───── DATA FOR PROCESSING ─────
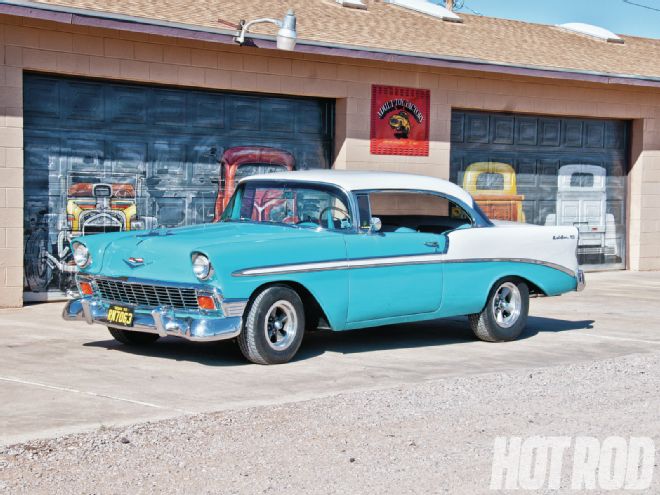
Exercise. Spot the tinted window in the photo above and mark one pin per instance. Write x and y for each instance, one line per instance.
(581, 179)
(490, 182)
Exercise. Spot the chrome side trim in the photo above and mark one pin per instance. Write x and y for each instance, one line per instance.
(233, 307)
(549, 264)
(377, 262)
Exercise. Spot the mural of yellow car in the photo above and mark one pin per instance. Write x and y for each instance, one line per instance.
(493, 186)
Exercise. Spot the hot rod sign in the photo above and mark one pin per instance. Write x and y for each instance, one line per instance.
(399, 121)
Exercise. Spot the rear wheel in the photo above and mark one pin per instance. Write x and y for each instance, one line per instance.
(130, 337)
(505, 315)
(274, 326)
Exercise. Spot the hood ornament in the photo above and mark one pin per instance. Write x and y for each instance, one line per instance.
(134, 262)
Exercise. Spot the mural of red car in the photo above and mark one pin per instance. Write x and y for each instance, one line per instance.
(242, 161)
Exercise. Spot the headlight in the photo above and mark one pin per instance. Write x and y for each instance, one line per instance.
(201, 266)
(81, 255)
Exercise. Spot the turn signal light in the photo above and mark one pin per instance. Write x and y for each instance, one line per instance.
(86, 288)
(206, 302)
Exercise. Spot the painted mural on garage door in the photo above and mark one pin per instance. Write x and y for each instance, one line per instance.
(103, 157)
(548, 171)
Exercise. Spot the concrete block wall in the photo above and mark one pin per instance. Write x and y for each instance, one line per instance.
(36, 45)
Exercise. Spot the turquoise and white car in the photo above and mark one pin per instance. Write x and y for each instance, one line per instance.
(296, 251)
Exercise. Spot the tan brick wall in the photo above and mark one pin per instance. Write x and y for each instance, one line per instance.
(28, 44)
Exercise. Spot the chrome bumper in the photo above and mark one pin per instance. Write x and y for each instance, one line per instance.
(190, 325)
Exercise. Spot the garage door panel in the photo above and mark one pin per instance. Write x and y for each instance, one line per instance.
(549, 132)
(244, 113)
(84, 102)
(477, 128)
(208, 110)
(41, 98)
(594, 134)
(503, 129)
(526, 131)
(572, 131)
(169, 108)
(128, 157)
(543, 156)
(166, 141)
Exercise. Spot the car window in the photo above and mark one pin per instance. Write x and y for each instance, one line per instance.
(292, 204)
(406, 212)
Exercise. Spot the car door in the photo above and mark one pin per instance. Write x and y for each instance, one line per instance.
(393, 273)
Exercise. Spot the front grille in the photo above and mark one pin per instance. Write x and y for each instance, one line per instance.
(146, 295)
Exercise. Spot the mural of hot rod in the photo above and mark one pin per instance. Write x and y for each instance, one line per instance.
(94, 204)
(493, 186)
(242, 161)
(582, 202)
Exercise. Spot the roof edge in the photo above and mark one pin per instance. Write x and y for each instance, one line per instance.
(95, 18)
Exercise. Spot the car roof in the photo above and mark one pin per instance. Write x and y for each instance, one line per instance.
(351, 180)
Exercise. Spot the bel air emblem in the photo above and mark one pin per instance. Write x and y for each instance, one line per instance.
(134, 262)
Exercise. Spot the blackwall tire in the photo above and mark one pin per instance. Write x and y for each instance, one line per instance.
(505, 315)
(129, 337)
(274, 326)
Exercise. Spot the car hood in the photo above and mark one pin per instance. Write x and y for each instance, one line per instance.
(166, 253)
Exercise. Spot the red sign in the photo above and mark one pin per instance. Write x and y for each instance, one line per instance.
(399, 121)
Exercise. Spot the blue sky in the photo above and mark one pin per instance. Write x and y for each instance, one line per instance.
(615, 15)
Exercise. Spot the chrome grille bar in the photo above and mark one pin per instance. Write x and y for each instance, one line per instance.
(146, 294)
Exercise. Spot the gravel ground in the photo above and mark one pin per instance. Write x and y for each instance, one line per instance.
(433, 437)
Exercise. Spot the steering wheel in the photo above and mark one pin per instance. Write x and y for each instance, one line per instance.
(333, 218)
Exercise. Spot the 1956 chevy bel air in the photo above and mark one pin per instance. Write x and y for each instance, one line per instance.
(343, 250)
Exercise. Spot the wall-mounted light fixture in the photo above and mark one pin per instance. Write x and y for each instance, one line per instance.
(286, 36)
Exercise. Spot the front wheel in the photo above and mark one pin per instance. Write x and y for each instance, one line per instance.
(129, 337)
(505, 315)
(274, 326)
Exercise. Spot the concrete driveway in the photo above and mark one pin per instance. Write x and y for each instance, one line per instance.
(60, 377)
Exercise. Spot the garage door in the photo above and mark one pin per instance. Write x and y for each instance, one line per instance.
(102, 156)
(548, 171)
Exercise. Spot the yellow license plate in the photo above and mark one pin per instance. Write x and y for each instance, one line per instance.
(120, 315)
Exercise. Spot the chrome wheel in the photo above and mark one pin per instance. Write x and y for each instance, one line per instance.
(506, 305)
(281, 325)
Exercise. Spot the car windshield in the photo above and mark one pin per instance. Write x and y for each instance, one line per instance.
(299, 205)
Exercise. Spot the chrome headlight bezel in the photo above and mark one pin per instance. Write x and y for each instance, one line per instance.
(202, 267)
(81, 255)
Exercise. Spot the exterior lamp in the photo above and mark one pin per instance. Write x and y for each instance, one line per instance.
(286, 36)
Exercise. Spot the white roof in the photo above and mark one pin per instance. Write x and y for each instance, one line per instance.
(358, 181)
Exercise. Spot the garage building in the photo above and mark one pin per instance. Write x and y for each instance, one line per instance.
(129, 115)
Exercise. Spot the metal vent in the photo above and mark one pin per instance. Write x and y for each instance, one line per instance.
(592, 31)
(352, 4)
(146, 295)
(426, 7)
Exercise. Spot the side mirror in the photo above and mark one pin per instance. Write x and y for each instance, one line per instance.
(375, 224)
─────
Render every line of the entries above as a Markdown table with the columns Row and Line, skipping blank lines and leaving the pictures out.

RESULT OF THIS EXERCISE:
| Row | Line |
|---|---|
| 1 | Exercise. Spot the tinted window in the photo above and mark one pin per instance. Write x and y for each instance, one line per instance. |
| 2 | (581, 179) |
| 3 | (490, 182) |
| 4 | Exercise. Spot the chrome side trim in the photo above and mark one pin per instance. Write x and y for each instance, one line per instance. |
| 5 | (233, 307) |
| 6 | (549, 264) |
| 7 | (377, 262) |
| 8 | Exercise. Spot the mural of yellow car in the photo above and mark one pin per instance. Write x and y for each instance, one line per instance. |
| 9 | (493, 186) |
| 10 | Exercise. Spot the hot rod sign in the photo above and mark one pin per instance. Write x and y for each instance, one line per instance. |
| 11 | (399, 121) |
| 12 | Exercise. Spot the rear wheel in the photo above and mark one pin per instance. Write x and y for each instance, one line per instance. |
| 13 | (130, 337) |
| 14 | (505, 315) |
| 15 | (274, 326) |
| 16 | Exercise. Spot the hood ornament in the photo above and mark one pin per instance. Write x and y for each instance, one line per instance. |
| 17 | (134, 262) |
| 18 | Exercise. Spot the mural of red car in the photo above and mark one pin per instance. Write x and y for each instance, one line per instance. |
| 19 | (242, 161) |
| 20 | Exercise. Spot the headlight in the photo above and mark one pin per instance. Write x and y for each instance, one line per instance. |
| 21 | (201, 266) |
| 22 | (81, 255) |
| 23 | Exercise. Spot the turn signal light in the photo above and mark one pin per instance. Write x and y for each instance, one line per instance. |
| 24 | (86, 288) |
| 25 | (206, 302) |
| 26 | Exercise. Spot the painted mural on garage door in the photo above and mark one pin per instance. Write x and y for each instance, one line per instance. |
| 27 | (103, 157) |
| 28 | (548, 171) |
| 29 | Exercise. Spot the concrete block wall in the photo above and mark one pin per instance. Write x and y for each instance, one line per instance. |
| 30 | (36, 45) |
| 31 | Exercise. Spot the turquoise and white car in the photo above and mark one pin per instance. Write x and y for each instance, one line per instance. |
| 32 | (296, 251) |
| 33 | Exercise. Spot the tan brick wall in the photo above and mark one pin per instance. Write x and y for each instance, one line per instance. |
| 34 | (28, 44) |
| 35 | Exercise. Spot the chrome bumper in the photo above and mark one pin per instance. Write x and y for each instance, one line per instance. |
| 36 | (190, 325) |
| 37 | Exercise. Spot the garage door panel in the photo above and mark one pin per instance. Write x and y for each instance, one line per instance. |
| 38 | (549, 132) |
| 39 | (244, 113) |
| 40 | (84, 102) |
| 41 | (477, 128) |
| 42 | (208, 110) |
| 43 | (41, 98) |
| 44 | (594, 134) |
| 45 | (503, 129) |
| 46 | (526, 131) |
| 47 | (572, 131) |
| 48 | (169, 108) |
| 49 | (128, 157) |
| 50 | (543, 156) |
| 51 | (166, 141) |
| 52 | Exercise. Spot the car window in the photo above and mark one pin per instance. Write x and y for each instance, one line per instance. |
| 53 | (292, 204) |
| 54 | (406, 212) |
| 55 | Exercise. Spot the car door in the photo above and mark one pin per instance. Write x and y for each instance, one line per instance. |
| 56 | (393, 273) |
| 57 | Exercise. Spot the front grille in the photo above and mark one pin per instance. Write x and y for each instance, one line per instance. |
| 58 | (146, 295) |
| 59 | Exercise. Spot the mural of hot rod in the photo above and mark one pin per instance. Write x and y for each instance, one line per instance. |
| 60 | (94, 204) |
| 61 | (493, 186) |
| 62 | (242, 161) |
| 63 | (582, 202) |
| 64 | Exercise. Spot the roof edge in the photo above and mark one pin per instance. Write x and y for each instance, one line per instance. |
| 65 | (95, 18) |
| 66 | Exercise. Spot the car roof in the photo above and mark one pin per instance. Write x and y for each instance, one line per instance. |
| 67 | (351, 180) |
| 68 | Exercise. Spot the bel air emblem in the photo above and mark one pin per instance. Write x and y for each instance, one line per instance. |
| 69 | (134, 262) |
| 70 | Exercise. Spot the blackwall tire in the photo above and mark one pin per instance. Write x and y for each instance, one line per instance. |
| 71 | (505, 315) |
| 72 | (129, 337) |
| 73 | (274, 326) |
| 74 | Exercise. Spot the car hood in the photo above and mark one pin per instance. Write x and y for each instance, one line per instance. |
| 75 | (166, 253) |
| 76 | Exercise. Spot the red sign in the photo above and mark one pin per instance. Write x and y for each instance, one line per instance. |
| 77 | (399, 121) |
| 78 | Exercise. Spot the blue sky in the photo above and mark one pin per instance. Write x and y for each instance, one line per instance. |
| 79 | (615, 15) |
| 80 | Exercise. Spot the chrome grille bar in the photo above and mark one pin per instance. Write x and y for each instance, one line per instance. |
| 81 | (146, 294) |
| 82 | Exercise. Spot the gravel ground in the photo above and mark one pin per instance. Write x and y for each instance, one line per instance. |
| 83 | (433, 437) |
| 84 | Exercise. Spot the steering wheel in the photo above and mark one pin per instance. Write x and y for each instance, one line per instance. |
| 85 | (333, 218) |
| 86 | Exercise. Spot the 1956 chevy bel air in the photo above and mark one pin per instance. Write x and y for each instance, one line per instance. |
| 87 | (343, 250) |
| 88 | Exercise. Spot the wall-mounted light fixture in the photo above and mark one pin per instance. Write x and y for each instance, one line per instance. |
| 89 | (286, 36) |
| 90 | Exercise. Spot the front wheel in the photo above and mark one pin per instance. Write x and y for each instance, one line per instance. |
| 91 | (129, 337) |
| 92 | (505, 315) |
| 93 | (274, 326) |
| 94 | Exercise. Spot the concrete driveway in the photo above and mark one pin per instance. Write x and y for each instance, one line per instance. |
| 95 | (60, 377) |
| 96 | Exercise. Spot the garage door in the photo above and mark one pin per instance. Write x and y for each instance, one line per instance. |
| 97 | (102, 156) |
| 98 | (548, 171) |
| 99 | Exercise. Spot the yellow license plate in the photo above and mark one pin per instance. Write x and y for each instance, one line per instance. |
| 100 | (120, 315) |
| 101 | Exercise. Spot the chrome wheel in the photo above and mark one pin per instance. Write x and y for each instance, one line per instance. |
| 102 | (506, 305) |
| 103 | (281, 325) |
| 104 | Exercise. Spot the car windshield in the photo above and mark one pin per instance. Write x and y for each instance, one line per instance. |
| 105 | (299, 205) |
| 106 | Exercise. Spot the chrome headlight bezel in the photo above and mark one pin per instance. Write x and y for each instance, one line per instance. |
| 107 | (202, 267) |
| 108 | (81, 255) |
| 109 | Exercise. Spot the exterior lamp in the photo above and mark one pin per instance. Write x and y for each instance, one line per instance. |
| 110 | (286, 36) |
| 111 | Exercise. Spot the white roof in the photo above and mark one pin per instance. Write x and y for each instance, one line per instance. |
| 112 | (358, 181) |
| 113 | Exercise. Spot the garage building in the photo above and mark one pin per instance. Write x and y for each instance, one line per instance. |
| 114 | (129, 115) |
| 115 | Exercise. Spot the metal vent in the photo above and mark one pin per instance. Write x and y for each instance, one line per instance. |
| 116 | (592, 31) |
| 117 | (352, 4) |
| 118 | (146, 295) |
| 119 | (426, 7) |
| 120 | Exercise. Spot the side mirror in the photo above and mark one pin per instance. Write x and y for each instance, one line per instance. |
| 121 | (375, 224) |